▶ **What the task asks**
Count the lines in the rows below that contain the string "foreground", and reply with that number alone.

----------

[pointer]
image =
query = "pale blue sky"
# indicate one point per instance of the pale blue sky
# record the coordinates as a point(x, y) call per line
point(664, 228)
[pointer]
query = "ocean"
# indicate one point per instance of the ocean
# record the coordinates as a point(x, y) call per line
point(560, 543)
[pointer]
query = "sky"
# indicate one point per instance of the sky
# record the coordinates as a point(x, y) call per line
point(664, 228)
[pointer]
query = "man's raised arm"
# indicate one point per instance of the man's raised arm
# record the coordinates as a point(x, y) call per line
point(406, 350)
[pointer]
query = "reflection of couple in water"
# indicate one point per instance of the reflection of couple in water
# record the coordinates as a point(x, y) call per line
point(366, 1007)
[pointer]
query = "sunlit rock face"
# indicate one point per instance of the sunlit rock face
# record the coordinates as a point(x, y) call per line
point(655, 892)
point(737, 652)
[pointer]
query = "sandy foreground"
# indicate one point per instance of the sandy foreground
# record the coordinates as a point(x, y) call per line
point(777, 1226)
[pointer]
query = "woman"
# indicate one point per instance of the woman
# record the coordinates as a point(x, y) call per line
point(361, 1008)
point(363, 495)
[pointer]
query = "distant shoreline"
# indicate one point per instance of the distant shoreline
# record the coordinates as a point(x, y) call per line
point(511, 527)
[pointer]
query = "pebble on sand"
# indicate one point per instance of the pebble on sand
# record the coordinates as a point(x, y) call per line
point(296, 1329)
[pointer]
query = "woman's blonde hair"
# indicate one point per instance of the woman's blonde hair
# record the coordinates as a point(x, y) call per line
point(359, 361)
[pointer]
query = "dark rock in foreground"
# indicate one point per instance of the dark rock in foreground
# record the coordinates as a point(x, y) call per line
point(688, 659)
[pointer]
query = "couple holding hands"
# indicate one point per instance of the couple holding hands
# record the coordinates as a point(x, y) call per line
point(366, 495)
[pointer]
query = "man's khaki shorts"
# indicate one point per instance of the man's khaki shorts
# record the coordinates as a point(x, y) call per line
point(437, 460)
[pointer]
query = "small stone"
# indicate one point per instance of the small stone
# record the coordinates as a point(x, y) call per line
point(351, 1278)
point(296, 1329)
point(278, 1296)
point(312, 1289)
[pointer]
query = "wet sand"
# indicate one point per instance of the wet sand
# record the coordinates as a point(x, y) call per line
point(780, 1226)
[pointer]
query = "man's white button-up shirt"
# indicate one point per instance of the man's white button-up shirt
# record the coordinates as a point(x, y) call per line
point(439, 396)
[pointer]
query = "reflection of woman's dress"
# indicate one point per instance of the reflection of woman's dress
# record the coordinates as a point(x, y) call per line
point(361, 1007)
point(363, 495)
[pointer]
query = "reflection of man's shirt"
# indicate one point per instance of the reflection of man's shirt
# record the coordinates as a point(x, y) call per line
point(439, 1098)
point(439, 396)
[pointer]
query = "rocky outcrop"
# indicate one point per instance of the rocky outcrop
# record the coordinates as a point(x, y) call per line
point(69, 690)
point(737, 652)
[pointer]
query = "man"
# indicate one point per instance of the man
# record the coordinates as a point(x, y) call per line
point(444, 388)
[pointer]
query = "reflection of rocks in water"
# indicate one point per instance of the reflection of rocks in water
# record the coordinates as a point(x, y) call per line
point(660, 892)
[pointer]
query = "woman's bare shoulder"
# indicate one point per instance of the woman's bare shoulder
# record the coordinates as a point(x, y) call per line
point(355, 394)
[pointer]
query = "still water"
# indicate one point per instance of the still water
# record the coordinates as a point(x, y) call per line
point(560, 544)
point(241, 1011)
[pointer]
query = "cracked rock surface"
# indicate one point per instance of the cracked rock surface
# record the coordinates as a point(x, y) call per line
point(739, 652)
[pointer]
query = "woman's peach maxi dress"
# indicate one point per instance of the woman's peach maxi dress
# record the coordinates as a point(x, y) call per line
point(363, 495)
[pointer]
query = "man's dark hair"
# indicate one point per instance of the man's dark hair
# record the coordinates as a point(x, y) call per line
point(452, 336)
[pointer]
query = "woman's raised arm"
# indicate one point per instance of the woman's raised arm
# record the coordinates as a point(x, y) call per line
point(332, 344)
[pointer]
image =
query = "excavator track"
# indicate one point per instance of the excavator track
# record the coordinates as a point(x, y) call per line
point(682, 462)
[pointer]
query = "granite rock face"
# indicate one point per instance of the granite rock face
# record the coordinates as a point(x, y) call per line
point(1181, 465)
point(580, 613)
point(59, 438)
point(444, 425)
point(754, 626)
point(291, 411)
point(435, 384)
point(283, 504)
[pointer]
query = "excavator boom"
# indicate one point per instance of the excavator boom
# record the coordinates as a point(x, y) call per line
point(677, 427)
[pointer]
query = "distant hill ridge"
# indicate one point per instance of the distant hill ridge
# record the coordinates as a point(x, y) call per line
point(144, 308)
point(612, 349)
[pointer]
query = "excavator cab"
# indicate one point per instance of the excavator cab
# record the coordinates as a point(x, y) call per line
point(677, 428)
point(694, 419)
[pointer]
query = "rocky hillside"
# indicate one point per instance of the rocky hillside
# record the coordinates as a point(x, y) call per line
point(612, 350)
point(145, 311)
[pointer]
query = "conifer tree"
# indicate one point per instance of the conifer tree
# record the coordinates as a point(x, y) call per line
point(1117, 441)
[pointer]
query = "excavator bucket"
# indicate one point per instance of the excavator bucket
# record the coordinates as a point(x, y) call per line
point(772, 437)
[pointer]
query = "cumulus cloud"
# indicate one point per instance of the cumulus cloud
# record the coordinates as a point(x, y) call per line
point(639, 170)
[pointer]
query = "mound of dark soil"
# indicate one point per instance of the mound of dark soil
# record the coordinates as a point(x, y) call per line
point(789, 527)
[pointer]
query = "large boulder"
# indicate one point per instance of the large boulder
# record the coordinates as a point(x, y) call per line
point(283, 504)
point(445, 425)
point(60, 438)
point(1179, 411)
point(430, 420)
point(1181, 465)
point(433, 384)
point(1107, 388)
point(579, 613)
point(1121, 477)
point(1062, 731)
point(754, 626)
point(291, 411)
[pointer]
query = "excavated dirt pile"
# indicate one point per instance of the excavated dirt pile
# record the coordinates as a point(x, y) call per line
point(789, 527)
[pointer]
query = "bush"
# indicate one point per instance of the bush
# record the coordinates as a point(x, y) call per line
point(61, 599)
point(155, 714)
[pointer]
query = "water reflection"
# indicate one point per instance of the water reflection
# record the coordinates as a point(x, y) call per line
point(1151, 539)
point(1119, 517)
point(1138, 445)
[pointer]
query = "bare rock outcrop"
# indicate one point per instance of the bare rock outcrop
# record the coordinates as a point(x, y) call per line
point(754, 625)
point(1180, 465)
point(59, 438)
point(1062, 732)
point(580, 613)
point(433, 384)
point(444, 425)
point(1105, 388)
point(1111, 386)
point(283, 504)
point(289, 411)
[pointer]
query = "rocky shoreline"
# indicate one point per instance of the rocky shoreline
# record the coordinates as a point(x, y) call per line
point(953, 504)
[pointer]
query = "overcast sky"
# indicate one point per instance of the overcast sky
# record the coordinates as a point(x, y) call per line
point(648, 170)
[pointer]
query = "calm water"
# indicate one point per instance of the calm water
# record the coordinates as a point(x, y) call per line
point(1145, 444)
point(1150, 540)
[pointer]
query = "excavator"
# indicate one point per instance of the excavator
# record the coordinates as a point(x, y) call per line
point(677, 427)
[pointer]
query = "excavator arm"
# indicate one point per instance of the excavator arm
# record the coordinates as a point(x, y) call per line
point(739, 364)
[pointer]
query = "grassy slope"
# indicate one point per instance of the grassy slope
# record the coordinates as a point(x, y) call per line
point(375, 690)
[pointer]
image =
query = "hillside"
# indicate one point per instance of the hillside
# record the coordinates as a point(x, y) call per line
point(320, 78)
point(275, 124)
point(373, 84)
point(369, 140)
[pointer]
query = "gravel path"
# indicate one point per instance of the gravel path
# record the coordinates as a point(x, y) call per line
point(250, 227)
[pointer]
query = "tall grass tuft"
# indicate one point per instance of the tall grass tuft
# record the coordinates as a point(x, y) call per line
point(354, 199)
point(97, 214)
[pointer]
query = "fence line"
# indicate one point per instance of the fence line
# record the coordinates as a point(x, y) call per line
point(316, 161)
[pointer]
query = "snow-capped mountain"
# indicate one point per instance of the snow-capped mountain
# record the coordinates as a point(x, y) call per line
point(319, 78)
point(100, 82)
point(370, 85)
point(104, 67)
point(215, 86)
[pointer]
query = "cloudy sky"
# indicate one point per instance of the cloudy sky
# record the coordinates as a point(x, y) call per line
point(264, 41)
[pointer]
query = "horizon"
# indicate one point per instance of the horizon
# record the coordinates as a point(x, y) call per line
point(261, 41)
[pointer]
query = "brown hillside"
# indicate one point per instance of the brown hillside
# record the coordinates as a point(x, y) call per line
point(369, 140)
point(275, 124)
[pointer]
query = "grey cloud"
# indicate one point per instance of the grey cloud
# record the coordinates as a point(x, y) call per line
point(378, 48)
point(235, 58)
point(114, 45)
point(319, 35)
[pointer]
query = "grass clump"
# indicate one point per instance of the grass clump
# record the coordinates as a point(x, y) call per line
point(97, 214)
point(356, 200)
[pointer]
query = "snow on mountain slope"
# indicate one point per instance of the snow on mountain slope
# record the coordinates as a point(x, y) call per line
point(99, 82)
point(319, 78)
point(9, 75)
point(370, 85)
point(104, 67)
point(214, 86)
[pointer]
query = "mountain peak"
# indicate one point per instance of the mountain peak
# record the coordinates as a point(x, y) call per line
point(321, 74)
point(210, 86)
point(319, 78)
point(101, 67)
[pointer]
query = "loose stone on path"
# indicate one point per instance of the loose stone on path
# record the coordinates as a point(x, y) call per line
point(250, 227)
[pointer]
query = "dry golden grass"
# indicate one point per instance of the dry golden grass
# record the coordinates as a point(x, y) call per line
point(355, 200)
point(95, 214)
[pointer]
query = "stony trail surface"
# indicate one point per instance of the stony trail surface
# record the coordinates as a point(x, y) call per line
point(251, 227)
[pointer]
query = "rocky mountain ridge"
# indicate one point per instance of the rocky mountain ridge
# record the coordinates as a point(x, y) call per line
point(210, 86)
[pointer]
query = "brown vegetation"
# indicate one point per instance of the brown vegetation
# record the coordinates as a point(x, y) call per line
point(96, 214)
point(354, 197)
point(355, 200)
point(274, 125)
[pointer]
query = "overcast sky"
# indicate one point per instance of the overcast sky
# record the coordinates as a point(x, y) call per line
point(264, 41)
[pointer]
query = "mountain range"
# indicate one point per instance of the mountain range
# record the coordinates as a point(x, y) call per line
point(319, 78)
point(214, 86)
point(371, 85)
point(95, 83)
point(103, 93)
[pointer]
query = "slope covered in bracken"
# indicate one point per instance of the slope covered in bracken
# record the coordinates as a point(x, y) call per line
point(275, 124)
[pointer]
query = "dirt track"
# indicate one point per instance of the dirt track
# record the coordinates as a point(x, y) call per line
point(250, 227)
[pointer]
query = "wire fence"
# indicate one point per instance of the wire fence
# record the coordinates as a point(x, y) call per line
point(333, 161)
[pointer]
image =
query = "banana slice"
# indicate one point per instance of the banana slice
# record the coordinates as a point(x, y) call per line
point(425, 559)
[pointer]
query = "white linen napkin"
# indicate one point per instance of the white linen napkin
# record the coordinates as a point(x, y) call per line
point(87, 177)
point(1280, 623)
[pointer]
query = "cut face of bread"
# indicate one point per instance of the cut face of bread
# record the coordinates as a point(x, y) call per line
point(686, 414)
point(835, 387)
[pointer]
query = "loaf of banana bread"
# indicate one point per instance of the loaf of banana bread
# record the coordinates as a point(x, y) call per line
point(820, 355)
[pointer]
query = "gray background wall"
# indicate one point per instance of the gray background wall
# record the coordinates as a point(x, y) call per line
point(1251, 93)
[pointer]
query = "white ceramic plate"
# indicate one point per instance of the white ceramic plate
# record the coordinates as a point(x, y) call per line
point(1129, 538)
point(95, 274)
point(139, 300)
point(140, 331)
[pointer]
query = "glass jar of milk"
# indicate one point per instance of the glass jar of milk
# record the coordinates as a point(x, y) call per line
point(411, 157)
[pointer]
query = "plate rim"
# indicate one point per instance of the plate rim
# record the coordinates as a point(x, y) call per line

----------

▶ **Solution**
4